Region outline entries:
"""

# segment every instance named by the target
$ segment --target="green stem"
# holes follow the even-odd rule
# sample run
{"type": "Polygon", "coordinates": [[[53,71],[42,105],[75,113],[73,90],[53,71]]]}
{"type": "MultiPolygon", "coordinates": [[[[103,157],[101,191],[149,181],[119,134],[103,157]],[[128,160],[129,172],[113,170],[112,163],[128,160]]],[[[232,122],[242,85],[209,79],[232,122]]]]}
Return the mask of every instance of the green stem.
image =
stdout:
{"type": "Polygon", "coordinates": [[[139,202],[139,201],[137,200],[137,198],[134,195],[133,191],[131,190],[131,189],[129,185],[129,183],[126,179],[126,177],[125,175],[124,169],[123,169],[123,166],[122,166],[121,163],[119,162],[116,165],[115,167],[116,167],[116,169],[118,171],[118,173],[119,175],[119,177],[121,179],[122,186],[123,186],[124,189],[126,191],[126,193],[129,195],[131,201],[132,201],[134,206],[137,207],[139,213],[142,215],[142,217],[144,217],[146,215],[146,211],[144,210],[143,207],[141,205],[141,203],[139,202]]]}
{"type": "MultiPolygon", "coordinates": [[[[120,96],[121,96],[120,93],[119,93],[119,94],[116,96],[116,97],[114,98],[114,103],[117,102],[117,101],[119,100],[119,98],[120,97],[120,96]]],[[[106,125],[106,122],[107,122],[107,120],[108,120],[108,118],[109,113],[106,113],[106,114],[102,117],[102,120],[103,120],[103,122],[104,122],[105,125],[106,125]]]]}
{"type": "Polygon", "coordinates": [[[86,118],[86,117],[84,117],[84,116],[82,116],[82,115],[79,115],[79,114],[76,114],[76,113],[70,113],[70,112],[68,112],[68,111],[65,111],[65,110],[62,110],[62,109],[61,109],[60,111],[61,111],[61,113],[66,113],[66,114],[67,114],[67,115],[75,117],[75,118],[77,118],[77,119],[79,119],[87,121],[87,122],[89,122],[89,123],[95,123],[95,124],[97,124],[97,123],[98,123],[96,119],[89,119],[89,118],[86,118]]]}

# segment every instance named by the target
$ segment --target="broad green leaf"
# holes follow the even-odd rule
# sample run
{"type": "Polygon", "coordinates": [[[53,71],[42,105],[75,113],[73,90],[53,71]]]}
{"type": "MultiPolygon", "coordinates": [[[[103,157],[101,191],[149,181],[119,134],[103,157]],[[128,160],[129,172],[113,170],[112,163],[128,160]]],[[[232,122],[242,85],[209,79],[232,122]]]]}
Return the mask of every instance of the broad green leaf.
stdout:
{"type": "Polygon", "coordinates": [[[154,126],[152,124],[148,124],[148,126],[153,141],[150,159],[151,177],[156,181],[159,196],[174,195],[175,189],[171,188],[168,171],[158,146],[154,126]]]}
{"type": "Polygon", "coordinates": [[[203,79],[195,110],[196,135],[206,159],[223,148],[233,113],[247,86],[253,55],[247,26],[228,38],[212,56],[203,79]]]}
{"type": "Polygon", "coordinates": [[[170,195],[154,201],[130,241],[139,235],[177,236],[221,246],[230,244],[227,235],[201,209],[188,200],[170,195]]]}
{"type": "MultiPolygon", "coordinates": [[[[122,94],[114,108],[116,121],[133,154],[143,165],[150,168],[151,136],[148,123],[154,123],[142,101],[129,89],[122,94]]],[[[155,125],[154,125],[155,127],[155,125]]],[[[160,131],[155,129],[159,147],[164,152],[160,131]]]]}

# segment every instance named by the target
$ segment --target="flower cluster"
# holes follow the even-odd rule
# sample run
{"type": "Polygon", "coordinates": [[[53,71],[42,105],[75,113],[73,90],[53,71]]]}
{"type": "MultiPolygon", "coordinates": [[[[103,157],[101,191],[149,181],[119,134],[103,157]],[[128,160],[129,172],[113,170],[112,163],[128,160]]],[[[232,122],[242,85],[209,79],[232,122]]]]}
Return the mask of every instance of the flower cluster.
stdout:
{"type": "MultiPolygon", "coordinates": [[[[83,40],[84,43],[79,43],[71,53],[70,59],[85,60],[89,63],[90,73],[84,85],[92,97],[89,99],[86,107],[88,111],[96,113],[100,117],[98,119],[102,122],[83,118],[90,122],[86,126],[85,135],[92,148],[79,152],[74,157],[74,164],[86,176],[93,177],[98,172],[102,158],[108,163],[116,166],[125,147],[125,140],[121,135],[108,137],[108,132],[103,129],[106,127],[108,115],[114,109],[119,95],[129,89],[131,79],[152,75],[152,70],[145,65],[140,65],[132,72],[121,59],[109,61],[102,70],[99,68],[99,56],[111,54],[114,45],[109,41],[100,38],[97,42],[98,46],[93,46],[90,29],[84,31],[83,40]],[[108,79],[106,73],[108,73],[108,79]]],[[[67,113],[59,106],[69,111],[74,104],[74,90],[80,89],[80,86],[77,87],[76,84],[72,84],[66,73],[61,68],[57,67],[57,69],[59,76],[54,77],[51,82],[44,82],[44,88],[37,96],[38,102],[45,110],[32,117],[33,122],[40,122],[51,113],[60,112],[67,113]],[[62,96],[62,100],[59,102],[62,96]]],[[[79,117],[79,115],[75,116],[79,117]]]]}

"""

## The problem
Show every line above that contains the word "broad", copying each one in full.

## Response to the exercise
$ segment --target="broad green leaf"
Return the mask of every instance of the broad green leaf.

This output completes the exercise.